### Excerpt to read:
Looked again, they were doin’ just Ok

Fees 10% Administration

I have zero changes to plan
I have zero contributions
I have zero withdrawals 

How do they dare?

I intend to withdraw to the max, not only now, but when I turn 61 years old,
and again when I turn 65/67 retirement age and I go on the pension!

it was never $1.7Mill, 
its only 69k. left now.

not enough for SMSF
not enough for retirement

burglar sees 2 alternatives

invest in equities or 
a bloody good hangover

Cheers,


----------



## burglar

Hi Julia,

burglar apoplogises unreservedly to Julia if he was offensive 



Julia said:


> Burglar, ...
> 
> Maybe if you derive some educated base from which to make decisions, that might be more useful than what seems to be a series of 'stabs in the dark'.



burglar does his best work in the dark. lol


Cheers,


----------



## Sir Osisofliver

Hi Kayman - back from holidays 



Kayman said:


> About $1.7 million (my market)
> 
> About $2.3 million (my market)




So not protecting your portfolio cost you 26% of your superannuation net wealth. As opposed to a cost of 6%-10% for "Insurance" purposes.

However you need to consider the following.  If you had hedged, hedging your portfolio generates funds. (The instrument when sold) you then have these funds to invest into the market. (At guess what...close to the bottom of the market). These funds then enjoyed an almost 50% increase. To demonstrate I went and found a client who joined the firm in January '04. During the same period of time as yourself the client returned 142.53%*

*No pension deductions but result is *net of fees. *
Your 1.7 ish million therefore would have been roughly 2.423M. (Before deductions) See the difference not protecting your assets made to your level of return? 







> FYI
> An exchange of e-mail messages, (the names have been obfuscated)
> -----Original Message-----
> From: Kayman
> Sent: Thursday, 9 October 2008 8:14 PM
> To: Financial Adviser
> Subject: Pension Fund.

### Extracted information:
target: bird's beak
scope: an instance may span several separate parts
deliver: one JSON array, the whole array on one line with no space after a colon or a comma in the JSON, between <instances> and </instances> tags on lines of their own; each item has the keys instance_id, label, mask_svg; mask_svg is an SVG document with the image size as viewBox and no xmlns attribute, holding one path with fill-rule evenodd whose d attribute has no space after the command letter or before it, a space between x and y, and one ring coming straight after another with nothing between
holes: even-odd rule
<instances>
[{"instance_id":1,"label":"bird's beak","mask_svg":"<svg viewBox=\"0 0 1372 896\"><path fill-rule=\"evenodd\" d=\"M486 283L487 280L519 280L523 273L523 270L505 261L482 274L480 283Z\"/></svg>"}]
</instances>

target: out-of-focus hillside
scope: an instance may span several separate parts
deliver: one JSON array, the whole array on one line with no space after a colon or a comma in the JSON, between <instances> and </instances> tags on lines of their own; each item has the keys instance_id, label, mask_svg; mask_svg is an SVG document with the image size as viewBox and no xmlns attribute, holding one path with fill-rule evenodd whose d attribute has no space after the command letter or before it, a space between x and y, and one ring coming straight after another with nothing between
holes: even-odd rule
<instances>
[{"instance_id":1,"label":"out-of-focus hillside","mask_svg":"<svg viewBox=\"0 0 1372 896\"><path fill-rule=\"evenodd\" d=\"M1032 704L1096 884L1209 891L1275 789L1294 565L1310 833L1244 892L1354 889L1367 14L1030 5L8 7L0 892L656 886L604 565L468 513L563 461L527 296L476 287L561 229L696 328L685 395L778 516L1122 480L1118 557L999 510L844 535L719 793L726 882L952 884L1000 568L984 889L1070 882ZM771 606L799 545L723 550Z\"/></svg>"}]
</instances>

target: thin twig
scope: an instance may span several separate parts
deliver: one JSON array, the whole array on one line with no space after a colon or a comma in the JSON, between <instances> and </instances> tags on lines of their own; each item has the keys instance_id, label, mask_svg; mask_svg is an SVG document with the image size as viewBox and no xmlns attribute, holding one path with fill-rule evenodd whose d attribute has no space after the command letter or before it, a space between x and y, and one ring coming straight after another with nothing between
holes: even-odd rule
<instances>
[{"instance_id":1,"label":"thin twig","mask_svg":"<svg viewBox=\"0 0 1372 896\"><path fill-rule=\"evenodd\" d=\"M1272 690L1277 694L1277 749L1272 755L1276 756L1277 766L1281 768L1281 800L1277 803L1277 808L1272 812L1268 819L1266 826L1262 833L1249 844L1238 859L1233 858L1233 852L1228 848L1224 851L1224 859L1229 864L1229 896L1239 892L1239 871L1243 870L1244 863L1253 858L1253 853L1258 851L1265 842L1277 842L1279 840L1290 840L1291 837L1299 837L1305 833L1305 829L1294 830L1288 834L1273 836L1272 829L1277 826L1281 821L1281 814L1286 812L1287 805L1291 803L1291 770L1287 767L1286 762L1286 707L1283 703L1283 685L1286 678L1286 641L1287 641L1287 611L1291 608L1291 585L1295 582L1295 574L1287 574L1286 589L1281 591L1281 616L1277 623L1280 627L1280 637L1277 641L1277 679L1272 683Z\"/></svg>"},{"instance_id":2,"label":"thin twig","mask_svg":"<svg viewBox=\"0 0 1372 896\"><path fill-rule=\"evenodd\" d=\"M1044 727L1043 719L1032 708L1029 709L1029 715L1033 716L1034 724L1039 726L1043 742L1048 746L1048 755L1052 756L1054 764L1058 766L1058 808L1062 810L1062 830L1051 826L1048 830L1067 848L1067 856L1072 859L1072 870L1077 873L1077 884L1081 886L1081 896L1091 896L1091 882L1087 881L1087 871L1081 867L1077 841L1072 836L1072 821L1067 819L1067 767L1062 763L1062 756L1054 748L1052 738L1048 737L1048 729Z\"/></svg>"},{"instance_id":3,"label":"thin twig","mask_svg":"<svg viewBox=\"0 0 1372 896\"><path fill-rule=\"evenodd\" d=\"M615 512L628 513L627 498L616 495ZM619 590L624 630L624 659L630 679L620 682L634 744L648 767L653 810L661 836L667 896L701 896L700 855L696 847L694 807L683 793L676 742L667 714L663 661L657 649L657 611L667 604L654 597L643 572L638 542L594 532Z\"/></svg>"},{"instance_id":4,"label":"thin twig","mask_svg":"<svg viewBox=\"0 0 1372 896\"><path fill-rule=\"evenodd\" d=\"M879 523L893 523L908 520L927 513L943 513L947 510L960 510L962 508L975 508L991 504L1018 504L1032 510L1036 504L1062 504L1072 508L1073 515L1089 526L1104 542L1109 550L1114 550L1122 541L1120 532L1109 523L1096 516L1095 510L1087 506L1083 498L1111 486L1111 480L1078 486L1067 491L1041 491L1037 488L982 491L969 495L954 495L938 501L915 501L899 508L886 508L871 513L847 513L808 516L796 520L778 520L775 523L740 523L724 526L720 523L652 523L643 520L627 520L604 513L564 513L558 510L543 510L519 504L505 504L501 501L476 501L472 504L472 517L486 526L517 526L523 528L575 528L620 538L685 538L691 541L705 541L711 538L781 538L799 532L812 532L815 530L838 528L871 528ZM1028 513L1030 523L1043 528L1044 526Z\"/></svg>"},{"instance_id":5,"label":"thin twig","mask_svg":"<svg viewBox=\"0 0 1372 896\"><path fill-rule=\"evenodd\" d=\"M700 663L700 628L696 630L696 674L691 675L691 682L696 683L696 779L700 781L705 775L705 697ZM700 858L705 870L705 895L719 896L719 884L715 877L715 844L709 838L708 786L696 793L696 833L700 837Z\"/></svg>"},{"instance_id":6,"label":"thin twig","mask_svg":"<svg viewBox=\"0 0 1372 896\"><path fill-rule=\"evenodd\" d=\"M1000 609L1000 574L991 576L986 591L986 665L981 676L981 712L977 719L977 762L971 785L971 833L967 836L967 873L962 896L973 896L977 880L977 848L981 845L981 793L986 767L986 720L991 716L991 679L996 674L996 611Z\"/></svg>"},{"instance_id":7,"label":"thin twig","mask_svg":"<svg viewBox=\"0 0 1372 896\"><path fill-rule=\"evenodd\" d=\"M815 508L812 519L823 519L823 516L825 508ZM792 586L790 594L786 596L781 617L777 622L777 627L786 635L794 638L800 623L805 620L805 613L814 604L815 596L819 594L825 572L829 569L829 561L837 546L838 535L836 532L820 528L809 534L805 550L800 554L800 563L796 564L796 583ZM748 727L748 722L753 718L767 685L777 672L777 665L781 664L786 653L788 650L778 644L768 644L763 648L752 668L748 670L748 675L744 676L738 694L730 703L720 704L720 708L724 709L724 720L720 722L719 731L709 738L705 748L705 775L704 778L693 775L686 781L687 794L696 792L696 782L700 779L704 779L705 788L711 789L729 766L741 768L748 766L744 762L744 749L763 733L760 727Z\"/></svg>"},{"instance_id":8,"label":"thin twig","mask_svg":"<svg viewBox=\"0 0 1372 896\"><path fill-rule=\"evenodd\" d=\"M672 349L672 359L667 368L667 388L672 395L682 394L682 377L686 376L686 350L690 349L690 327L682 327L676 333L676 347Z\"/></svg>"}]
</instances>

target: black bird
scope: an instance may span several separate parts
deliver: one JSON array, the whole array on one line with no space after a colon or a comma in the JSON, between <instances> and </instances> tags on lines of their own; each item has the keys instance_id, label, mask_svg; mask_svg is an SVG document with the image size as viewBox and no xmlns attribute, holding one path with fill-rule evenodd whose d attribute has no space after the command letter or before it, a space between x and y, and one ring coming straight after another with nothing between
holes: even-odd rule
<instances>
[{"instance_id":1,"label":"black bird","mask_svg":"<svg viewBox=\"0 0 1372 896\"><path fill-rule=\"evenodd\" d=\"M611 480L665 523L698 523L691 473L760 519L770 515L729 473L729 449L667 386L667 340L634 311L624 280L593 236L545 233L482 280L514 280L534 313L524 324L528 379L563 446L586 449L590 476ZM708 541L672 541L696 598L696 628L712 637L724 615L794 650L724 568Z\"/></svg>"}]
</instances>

### Work to do:
According to the forum thread, why would hedging have raised Kayman's return rather than only guarding against loss? Answer in one to three sentences. Rely only on the forum thread, with no outside knowledge.

### Exercise answer:
Selling the hedging instrument generates funds, which can then be invested into the market close to its bottom. Those funds then enjoyed an almost 50% increase.